Records from a dataset:

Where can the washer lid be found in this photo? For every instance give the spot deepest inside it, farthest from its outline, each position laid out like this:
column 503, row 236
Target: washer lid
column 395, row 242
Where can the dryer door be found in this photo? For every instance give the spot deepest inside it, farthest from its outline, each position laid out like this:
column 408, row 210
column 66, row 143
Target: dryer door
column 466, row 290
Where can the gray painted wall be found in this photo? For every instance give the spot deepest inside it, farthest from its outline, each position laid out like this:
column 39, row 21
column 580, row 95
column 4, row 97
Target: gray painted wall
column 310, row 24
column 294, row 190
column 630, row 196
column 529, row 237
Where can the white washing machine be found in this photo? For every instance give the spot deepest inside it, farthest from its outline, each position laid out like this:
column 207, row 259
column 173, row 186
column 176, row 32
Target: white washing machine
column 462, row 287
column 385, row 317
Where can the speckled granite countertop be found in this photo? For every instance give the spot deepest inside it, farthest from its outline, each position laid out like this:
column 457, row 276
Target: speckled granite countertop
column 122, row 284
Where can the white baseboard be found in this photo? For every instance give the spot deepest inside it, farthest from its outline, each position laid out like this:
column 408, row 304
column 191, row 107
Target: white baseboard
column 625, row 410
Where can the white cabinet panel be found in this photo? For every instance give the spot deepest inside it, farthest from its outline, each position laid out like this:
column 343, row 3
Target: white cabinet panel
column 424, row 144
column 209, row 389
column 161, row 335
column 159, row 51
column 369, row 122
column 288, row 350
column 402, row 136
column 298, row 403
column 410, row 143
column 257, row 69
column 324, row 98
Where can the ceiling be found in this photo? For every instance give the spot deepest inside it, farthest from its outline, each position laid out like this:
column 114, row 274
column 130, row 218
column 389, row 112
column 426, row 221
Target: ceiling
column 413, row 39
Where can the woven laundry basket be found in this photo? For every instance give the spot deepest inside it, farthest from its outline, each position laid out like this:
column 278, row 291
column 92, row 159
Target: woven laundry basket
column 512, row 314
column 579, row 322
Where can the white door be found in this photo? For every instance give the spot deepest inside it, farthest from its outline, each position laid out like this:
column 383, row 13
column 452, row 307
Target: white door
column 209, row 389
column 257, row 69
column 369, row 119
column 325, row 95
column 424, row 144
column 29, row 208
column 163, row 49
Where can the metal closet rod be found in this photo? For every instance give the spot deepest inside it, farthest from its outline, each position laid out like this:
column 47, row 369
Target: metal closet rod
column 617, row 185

---

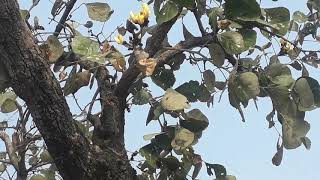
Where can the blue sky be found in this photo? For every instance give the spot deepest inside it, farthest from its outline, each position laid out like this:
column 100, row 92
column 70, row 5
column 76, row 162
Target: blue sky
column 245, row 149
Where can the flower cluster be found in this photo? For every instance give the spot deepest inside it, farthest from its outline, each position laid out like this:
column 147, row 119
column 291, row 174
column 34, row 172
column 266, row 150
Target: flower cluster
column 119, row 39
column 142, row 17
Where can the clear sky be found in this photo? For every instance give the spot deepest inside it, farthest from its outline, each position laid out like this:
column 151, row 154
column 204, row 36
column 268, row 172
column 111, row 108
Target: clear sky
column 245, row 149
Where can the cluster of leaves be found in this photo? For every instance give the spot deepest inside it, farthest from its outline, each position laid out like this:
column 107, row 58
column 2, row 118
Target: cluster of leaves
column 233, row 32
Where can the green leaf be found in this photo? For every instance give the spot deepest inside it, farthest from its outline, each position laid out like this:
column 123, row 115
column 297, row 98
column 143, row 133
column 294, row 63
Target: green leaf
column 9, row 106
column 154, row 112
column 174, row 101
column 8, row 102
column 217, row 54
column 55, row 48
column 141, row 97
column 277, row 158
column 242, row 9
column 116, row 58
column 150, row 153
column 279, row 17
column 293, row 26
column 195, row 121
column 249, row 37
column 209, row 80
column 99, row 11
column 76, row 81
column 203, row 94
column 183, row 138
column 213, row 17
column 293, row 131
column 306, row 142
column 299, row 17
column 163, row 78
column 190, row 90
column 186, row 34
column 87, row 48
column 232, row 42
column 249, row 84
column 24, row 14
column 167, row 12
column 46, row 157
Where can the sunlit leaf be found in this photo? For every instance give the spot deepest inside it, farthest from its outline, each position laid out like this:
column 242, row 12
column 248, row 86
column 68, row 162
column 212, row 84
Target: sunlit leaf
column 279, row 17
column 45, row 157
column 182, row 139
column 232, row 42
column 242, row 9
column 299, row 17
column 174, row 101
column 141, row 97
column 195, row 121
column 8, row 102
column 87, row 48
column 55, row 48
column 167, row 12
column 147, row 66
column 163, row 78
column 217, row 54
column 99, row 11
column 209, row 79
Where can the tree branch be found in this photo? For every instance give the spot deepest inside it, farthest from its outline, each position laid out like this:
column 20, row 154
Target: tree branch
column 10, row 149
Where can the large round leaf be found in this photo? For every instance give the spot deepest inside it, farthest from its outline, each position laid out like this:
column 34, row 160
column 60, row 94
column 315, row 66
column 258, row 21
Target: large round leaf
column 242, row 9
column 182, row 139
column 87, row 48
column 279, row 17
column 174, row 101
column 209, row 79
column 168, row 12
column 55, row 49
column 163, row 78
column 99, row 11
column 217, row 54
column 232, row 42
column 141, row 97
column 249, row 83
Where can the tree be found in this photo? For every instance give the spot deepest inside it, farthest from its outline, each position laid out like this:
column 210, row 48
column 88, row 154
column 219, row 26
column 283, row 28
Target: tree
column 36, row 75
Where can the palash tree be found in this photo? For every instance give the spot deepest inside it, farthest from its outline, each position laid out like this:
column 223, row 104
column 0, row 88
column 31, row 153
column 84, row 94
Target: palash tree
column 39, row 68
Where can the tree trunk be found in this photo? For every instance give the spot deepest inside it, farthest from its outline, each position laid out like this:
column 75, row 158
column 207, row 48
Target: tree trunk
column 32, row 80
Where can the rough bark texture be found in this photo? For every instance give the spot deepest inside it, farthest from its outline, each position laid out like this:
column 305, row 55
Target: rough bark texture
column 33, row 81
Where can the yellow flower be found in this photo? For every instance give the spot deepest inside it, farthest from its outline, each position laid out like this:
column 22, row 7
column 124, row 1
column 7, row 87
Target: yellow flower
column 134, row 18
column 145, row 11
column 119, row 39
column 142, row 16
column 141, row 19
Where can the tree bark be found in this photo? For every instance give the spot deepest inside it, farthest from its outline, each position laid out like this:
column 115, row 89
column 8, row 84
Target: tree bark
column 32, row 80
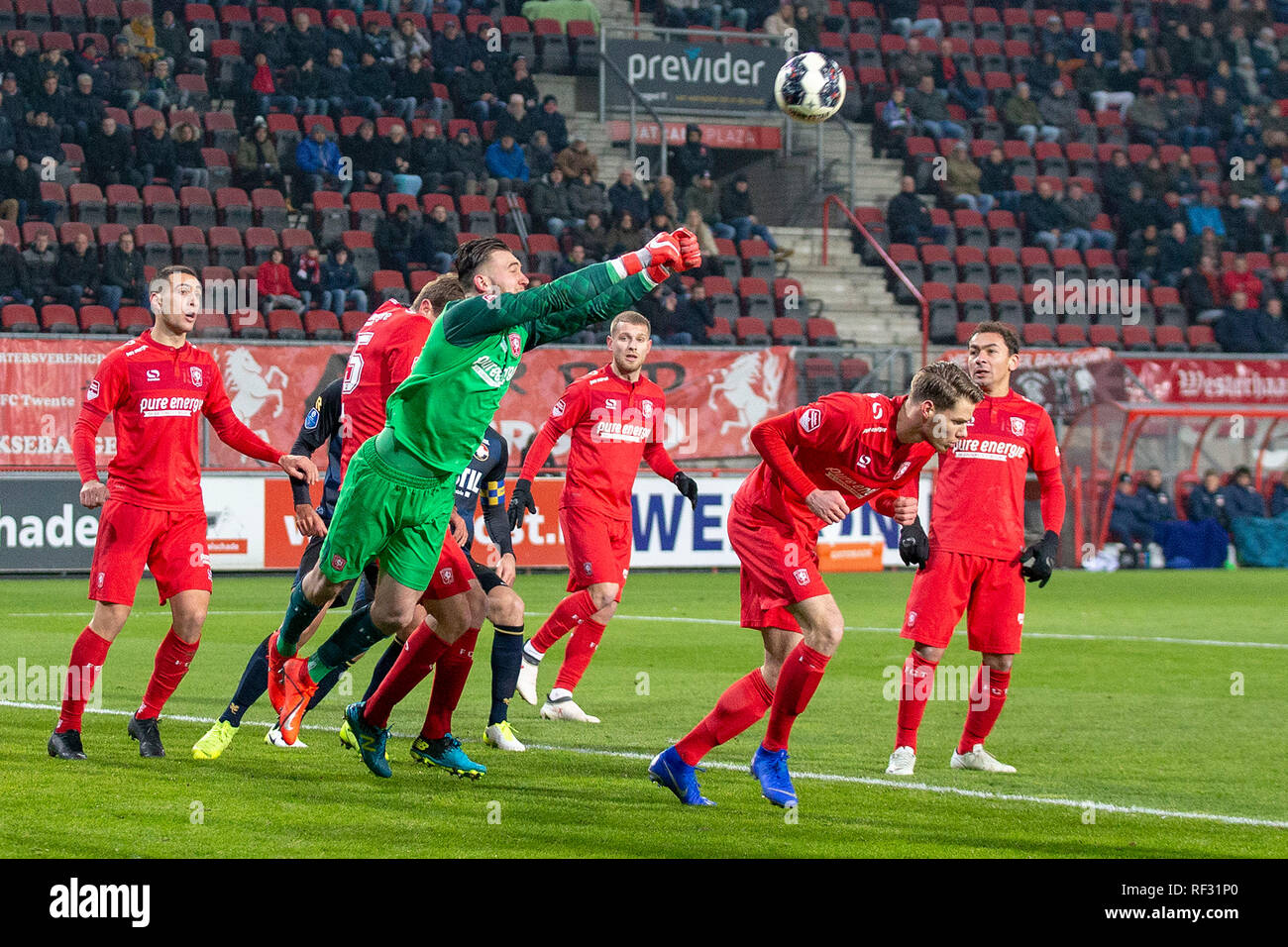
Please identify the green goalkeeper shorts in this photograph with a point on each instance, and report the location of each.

* [Task]:
Give back the records above exactly, limited to the lines between the one holding "Where can the clear" and the one holding "column 294, row 63", inclusive.

* [Task solution]:
Where can the clear sky be found in this photo? For every instance give the spot deepest inside it, farthest from its outline, each position laid out like this:
column 151, row 154
column 204, row 36
column 268, row 172
column 111, row 108
Target: clear sky
column 245, row 149
Where can the cluster of leaves be found in this photo? For every instance give the spot deepest inside it, farthest from its outline, each position laid out like this:
column 107, row 58
column 2, row 118
Target: cluster of leaves
column 233, row 32
Where can the green leaf be found in this photo? For every instance give the spot deepest inside it, farthest from its outline, each position laid out like this:
column 123, row 115
column 297, row 98
column 143, row 133
column 294, row 63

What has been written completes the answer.